_EXERCISE TASK_
Number each line of the records below as a list, leaving out any blank lines.

_SUPPLIED RECORDS_
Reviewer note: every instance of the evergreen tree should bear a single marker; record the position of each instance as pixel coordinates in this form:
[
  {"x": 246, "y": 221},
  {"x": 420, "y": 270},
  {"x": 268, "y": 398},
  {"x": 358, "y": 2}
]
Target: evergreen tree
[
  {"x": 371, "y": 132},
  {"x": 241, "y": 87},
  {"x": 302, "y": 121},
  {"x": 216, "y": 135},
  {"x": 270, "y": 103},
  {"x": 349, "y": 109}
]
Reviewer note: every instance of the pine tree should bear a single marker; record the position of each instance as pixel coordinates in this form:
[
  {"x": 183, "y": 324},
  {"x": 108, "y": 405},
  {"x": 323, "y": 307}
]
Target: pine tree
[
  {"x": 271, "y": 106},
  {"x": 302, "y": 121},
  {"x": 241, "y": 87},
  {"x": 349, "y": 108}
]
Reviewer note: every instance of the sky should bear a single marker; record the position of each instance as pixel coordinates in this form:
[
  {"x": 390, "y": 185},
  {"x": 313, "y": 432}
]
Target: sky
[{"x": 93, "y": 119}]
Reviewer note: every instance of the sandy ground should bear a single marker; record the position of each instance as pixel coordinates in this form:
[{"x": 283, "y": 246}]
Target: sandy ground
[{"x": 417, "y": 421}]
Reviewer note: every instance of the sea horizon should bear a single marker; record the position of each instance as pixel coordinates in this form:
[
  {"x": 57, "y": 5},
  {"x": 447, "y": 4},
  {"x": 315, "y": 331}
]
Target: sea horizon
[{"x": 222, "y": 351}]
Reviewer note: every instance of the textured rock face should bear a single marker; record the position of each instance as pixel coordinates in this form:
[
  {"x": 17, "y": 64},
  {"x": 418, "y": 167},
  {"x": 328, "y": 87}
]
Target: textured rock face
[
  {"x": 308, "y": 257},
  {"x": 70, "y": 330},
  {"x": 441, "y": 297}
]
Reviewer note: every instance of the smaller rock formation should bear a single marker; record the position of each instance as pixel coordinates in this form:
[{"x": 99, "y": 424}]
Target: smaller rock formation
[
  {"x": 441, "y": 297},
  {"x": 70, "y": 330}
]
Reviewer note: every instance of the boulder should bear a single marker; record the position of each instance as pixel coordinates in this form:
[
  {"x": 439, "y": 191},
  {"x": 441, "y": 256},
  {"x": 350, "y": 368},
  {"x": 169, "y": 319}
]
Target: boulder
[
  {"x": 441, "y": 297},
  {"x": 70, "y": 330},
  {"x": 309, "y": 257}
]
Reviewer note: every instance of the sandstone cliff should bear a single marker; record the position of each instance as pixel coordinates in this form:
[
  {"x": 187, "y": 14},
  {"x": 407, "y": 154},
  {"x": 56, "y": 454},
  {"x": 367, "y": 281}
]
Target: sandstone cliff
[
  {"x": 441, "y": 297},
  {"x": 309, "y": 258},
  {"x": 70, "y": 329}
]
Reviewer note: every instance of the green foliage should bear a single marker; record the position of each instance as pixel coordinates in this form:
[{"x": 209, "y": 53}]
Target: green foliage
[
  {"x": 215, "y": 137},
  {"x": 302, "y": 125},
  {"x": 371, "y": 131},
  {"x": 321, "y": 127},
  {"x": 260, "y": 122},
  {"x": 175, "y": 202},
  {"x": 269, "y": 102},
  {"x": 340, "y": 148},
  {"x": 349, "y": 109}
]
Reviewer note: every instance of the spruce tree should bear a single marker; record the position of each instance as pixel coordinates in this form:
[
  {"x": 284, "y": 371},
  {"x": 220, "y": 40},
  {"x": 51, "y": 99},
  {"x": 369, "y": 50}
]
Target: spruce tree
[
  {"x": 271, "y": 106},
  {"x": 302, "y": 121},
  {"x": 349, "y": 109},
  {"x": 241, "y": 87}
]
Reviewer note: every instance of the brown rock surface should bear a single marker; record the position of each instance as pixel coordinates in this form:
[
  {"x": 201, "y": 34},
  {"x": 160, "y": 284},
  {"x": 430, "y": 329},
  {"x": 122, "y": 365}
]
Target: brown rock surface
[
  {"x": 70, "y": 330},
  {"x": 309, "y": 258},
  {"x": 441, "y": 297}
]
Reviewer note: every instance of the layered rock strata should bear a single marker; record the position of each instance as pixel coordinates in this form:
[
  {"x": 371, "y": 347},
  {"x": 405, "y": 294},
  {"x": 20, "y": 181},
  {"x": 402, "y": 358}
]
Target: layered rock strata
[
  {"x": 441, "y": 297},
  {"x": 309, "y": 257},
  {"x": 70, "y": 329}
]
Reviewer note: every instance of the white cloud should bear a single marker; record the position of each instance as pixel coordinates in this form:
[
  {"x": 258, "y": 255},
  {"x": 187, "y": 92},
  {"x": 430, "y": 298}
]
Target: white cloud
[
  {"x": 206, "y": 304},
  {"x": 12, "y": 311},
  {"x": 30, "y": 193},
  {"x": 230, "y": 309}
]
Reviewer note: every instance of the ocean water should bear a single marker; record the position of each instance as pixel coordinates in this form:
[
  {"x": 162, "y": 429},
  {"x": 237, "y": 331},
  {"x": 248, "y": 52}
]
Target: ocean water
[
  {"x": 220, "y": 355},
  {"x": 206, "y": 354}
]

_REPLY TO THE TASK_
1. Reviewer note: every instance of the evergreen tree should bear a single marker; record the position of each instance as pixel coordinates in this form:
2. [
3.   {"x": 246, "y": 221},
4.   {"x": 420, "y": 270},
5.   {"x": 268, "y": 398},
6.   {"x": 358, "y": 2}
7. ]
8. Target: evergreen tree
9. [
10.   {"x": 371, "y": 132},
11.   {"x": 241, "y": 87},
12.   {"x": 302, "y": 121},
13.   {"x": 216, "y": 135},
14.   {"x": 270, "y": 103},
15.   {"x": 349, "y": 109}
16. ]
17. Reviewer note: every instance of the pine tree should bear a single marker; record the position of each instance as pixel coordinates in this form:
18. [
19.   {"x": 183, "y": 324},
20.   {"x": 108, "y": 405},
21.   {"x": 323, "y": 307}
22. ]
23. Target: pine tree
24. [
25.   {"x": 271, "y": 106},
26.   {"x": 302, "y": 121},
27.   {"x": 241, "y": 87},
28.   {"x": 349, "y": 108}
29. ]
30. Reviewer note: every instance of the sky should bear a single marker; record the position of each instance as pixel coordinates in this form:
31. [
32.   {"x": 390, "y": 185},
33.   {"x": 313, "y": 432}
34. ]
35. Target: sky
36. [{"x": 93, "y": 119}]
37. Reviewer note: every instance of the sandy ground should bear a single marker; record the position of each instance as pixel coordinates in this form:
38. [{"x": 283, "y": 246}]
39. Target: sandy ground
40. [{"x": 417, "y": 421}]
41. Reviewer note: every instance of the sea horizon should bear a single marker; record the position of each instance as pixel coordinates in this form:
42. [
43.   {"x": 57, "y": 5},
44.   {"x": 447, "y": 4},
45.   {"x": 315, "y": 331}
46. ]
47. Target: sea horizon
48. [{"x": 222, "y": 351}]
49. Reviewer note: every instance of the textured rock face should bear a single marker; record the position of each instance as pixel coordinates in this form:
50. [
51.   {"x": 17, "y": 64},
52.   {"x": 418, "y": 167},
53.   {"x": 328, "y": 87}
54. ]
55. Target: textured rock face
56. [
57.   {"x": 308, "y": 257},
58.   {"x": 70, "y": 330},
59.   {"x": 441, "y": 297}
60. ]
61. Reviewer note: every instance of the smaller rock formation should bear a single marker; record the position of each instance as pixel coordinates in this form:
62. [{"x": 99, "y": 424}]
63. Target: smaller rock formation
64. [
65.   {"x": 441, "y": 297},
66.   {"x": 70, "y": 330}
67. ]
68. Reviewer note: every instance of the boulder should bear a single marker; record the position of each instance as pixel coordinates in this form:
69. [
70.   {"x": 439, "y": 191},
71.   {"x": 441, "y": 256},
72.   {"x": 350, "y": 368},
73.   {"x": 169, "y": 319}
74. ]
75. Target: boulder
76. [
77.   {"x": 441, "y": 297},
78.   {"x": 70, "y": 330},
79.   {"x": 309, "y": 257}
80. ]
81. Reviewer note: every instance of the sandstone cliff should bear a single marker; record the position of each instance as pixel coordinates in this form:
82. [
83.   {"x": 187, "y": 14},
84.   {"x": 407, "y": 154},
85.   {"x": 56, "y": 454},
86.   {"x": 367, "y": 281}
87. ]
88. Target: sandstone cliff
89. [
90.   {"x": 441, "y": 297},
91.   {"x": 309, "y": 258},
92.   {"x": 70, "y": 329}
93. ]
94. Reviewer note: every instance of the green foliage should bear a single marker; record the position of each instance as pixel coordinates in this form:
95. [{"x": 209, "y": 53}]
96. Target: green foliage
97. [
98.   {"x": 215, "y": 137},
99.   {"x": 302, "y": 125},
100.   {"x": 371, "y": 131},
101.   {"x": 321, "y": 127},
102.   {"x": 260, "y": 122},
103.   {"x": 175, "y": 202},
104.   {"x": 269, "y": 102},
105.   {"x": 340, "y": 148},
106.   {"x": 349, "y": 109}
107. ]
108. Reviewer note: every instance of the spruce tree should bear a single marker; record the position of each instance as pixel coordinates in this form:
109. [
110.   {"x": 284, "y": 371},
111.   {"x": 220, "y": 40},
112.   {"x": 51, "y": 99},
113.   {"x": 369, "y": 50}
114. ]
115. Target: spruce tree
116. [
117.   {"x": 271, "y": 106},
118.   {"x": 302, "y": 121},
119.   {"x": 349, "y": 109},
120.   {"x": 241, "y": 87}
121. ]
122. Reviewer note: every instance of the brown rock surface should bear a single marker; record the position of each instance as pixel coordinates in this form:
123. [
124.   {"x": 201, "y": 34},
125.   {"x": 160, "y": 284},
126.   {"x": 430, "y": 329},
127.   {"x": 122, "y": 365}
128. ]
129. Target: brown rock surface
130. [
131.   {"x": 70, "y": 330},
132.   {"x": 309, "y": 258},
133.   {"x": 441, "y": 297}
134. ]
135. Reviewer note: every instance of the layered rock strata should bear a single marker; record the position of each instance as pixel coordinates in this form:
136. [
137.   {"x": 371, "y": 347},
138.   {"x": 405, "y": 294},
139.   {"x": 20, "y": 181},
140.   {"x": 402, "y": 358}
141. ]
142. Target: layered rock strata
143. [
144.   {"x": 441, "y": 297},
145.   {"x": 309, "y": 257},
146.   {"x": 70, "y": 329}
147. ]
148. Reviewer note: every instance of the white cloud should bear a single marker; record the position of each instance as pixel coordinates in this form:
149. [
150.   {"x": 258, "y": 255},
151.   {"x": 187, "y": 92},
152.   {"x": 430, "y": 298}
153. ]
154. Target: white cloud
155. [
156.   {"x": 206, "y": 304},
157.   {"x": 12, "y": 311},
158.   {"x": 30, "y": 193},
159.   {"x": 230, "y": 309}
160. ]
161. Reviewer note: every instance of the ocean water should bear a single marker; record the position of each instance as pixel coordinates in this form:
162. [
163.   {"x": 162, "y": 429},
164.   {"x": 237, "y": 331},
165.   {"x": 248, "y": 52}
166. ]
167. Target: ocean water
168. [
169.   {"x": 220, "y": 355},
170.   {"x": 206, "y": 354}
171. ]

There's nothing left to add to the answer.